§ Exercise tasks:
A) Summarize the passage on polio vaccination in two sentences.
B) Use the passage on polio vaccination to answer these questions:
(i) What does the child say he wants to watch before he will eat?
(ii) Besides Pakistan, which countries are still polio-endemic?
(iii) Which two regions bound the goal of vaccinating every child in Pakistan?
C) List every country named in the passage on polio vaccination.

THERE’S a three-year-old I know who uses mealtime as a weapon of blackmail.
A fussy eater, this child sees a meal as something his parents really, really want him to have. His rationality circuits haven’t developed enough to understand that it’s for his own good — but they have developed to the extent that he realises he can use what he perceives as their self-interest to wrest favours from them.
“I want to watch my movie”, he tells his father, who is pleading with him to have dinner. “Otherwise I won’t take a bite.” Or “I want to play in that puddle”, or else “Fine, then I won’t eat my lunch either.”
The parents are hanging in there. They realise that this too shall pass. You can’t rationalise with a three-year-old, but eventually the logic circuits will kick in.
But what do you do when you’re presented with the same sort of logic by groups of middle-aged men who have done all the growing up they were going to? Whatever logic they display now is probably the best most of them are ever going to achieve. How do you argue with them when they use something that is of benefit to themselves — not you — as a weapon of blackmail against you?
That’s the situation polio vaccination teams are facing in pockets of the country. The ambition of vaccinating every single child in Pakistan, from the rugged reaches of the Karakorum mountains to the sandy wastelands of interior Balochistan, was challenging enough. Even so, a few years ago the polio vaccination campaign was seeing enough success for us — and a concerned world — to believe that eradication could almost be within our grasp.
Today, we are one of only three polio-endemic countries left in the world (Nigeria and Afghanistan being the others). Far more worryingly, we’re the only country where there are indications of a resurgence of the dreaded disease. And the odds just keep getting stacked against us.

(Items from a dataset)
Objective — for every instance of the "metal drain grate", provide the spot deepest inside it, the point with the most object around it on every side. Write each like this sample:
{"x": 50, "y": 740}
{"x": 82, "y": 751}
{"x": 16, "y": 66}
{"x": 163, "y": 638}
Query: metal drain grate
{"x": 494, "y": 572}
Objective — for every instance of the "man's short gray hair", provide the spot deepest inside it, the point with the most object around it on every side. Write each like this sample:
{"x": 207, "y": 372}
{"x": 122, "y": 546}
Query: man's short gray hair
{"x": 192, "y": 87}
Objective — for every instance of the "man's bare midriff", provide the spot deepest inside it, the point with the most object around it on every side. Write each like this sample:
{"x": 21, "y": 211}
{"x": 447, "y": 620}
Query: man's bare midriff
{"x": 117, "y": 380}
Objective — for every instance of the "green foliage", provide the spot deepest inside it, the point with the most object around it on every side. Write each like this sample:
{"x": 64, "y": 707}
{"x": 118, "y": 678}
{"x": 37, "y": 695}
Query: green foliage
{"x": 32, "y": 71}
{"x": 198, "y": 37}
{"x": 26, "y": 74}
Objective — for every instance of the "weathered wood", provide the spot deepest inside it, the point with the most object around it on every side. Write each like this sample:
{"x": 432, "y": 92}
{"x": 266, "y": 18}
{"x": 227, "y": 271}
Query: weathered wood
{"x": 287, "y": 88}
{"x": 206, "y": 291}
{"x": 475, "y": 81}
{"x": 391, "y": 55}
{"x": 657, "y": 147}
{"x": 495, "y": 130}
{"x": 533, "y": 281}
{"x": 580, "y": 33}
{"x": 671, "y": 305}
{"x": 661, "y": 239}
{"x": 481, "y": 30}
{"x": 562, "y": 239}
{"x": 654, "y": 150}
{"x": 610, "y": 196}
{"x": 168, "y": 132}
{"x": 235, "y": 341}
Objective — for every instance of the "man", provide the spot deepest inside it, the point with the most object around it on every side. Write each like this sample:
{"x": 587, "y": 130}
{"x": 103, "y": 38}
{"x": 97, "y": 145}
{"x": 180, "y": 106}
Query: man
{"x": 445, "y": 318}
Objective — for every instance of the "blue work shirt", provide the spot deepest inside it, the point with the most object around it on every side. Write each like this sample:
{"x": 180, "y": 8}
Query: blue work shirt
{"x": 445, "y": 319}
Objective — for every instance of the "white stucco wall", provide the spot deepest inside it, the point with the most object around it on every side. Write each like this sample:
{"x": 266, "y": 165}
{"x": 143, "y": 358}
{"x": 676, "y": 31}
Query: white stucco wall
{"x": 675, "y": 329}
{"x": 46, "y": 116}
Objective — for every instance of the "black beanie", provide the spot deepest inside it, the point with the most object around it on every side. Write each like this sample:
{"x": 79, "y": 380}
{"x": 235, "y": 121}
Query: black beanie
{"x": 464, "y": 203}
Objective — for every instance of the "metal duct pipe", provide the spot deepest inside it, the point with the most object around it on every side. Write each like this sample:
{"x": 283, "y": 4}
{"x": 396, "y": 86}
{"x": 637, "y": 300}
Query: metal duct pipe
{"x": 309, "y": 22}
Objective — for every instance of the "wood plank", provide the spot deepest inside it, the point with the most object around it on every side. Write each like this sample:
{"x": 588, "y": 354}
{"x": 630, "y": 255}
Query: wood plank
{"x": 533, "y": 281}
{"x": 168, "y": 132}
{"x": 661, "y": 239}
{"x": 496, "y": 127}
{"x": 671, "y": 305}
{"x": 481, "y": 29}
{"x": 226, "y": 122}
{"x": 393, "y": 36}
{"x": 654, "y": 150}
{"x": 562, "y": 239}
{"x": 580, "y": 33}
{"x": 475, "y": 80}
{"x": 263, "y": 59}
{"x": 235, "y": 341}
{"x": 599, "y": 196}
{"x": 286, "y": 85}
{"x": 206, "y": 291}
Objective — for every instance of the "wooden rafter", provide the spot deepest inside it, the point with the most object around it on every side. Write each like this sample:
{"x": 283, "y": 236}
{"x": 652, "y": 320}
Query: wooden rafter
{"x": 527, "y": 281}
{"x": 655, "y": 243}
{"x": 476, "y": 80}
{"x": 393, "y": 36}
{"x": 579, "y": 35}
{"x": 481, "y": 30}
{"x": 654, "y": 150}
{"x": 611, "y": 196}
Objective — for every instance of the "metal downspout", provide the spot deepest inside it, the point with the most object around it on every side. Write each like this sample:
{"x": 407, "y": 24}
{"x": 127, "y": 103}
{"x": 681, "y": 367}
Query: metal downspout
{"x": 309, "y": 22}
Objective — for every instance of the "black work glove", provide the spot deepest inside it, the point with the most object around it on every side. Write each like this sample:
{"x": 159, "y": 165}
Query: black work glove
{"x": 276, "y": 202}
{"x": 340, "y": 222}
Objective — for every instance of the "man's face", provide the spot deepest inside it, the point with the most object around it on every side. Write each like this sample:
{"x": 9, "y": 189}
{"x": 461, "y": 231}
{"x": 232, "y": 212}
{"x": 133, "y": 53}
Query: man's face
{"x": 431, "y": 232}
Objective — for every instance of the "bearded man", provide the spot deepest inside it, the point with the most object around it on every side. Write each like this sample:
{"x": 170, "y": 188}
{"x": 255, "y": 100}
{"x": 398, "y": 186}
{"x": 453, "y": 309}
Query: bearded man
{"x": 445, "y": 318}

§ Answers:
A) A fussy three-year-old uses mealtime as blackmail, and his parents wait it out because they know his logic will eventually develop. Polio vaccination teams in parts of Pakistan face the same kind of blackmail from middle-aged men, and Pakistan is now one of only three polio-endemic countries and the only one showing signs of a resurgence.

B)
(i) His movie.
(ii) Nigeria and Afghanistan.
(iii) The Karakorum mountains and interior Balochistan.

C) Pakistan, Nigeria, Afghanistan